* WHAT IS REQUIRED
From the entries that follow, list every line in which the string "white" appears.

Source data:
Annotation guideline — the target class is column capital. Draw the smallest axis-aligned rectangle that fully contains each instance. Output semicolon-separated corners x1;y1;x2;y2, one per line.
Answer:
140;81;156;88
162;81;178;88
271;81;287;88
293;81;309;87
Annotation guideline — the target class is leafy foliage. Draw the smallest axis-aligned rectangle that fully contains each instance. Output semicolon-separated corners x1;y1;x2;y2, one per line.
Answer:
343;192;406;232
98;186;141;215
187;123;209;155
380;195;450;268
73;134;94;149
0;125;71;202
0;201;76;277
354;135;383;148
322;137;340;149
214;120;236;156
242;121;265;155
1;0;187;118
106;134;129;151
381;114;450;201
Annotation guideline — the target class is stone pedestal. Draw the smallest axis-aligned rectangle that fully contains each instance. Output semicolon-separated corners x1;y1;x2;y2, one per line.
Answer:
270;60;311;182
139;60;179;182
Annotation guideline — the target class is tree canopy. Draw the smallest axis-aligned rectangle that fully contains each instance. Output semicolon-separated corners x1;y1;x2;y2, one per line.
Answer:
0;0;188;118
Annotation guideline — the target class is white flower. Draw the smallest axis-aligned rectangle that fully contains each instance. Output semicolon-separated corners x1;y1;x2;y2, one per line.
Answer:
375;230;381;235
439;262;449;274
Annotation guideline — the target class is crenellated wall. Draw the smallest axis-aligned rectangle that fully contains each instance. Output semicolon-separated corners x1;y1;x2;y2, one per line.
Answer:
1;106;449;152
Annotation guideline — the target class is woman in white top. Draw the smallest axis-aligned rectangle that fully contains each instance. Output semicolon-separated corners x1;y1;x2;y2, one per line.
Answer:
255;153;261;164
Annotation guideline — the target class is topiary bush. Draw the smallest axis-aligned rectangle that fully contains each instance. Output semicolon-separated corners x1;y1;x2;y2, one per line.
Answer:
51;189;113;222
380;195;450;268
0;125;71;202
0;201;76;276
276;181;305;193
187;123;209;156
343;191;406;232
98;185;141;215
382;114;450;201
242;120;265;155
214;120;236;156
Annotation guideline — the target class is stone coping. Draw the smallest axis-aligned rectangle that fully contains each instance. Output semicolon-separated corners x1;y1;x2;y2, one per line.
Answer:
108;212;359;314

* THE ANSWER
Annotation guideline — the target class is white flower. Draw the smallest axis-aligned rectangle that fully contains each instance. Output semicolon-separated corners x1;y1;x2;y2, one per line.
Annotation guideline — the target class is woman in white top. Draw the smallest axis-aligned rectangle that fully contains each instance. Output semicolon-separated corners x1;y1;x2;y2, one per line.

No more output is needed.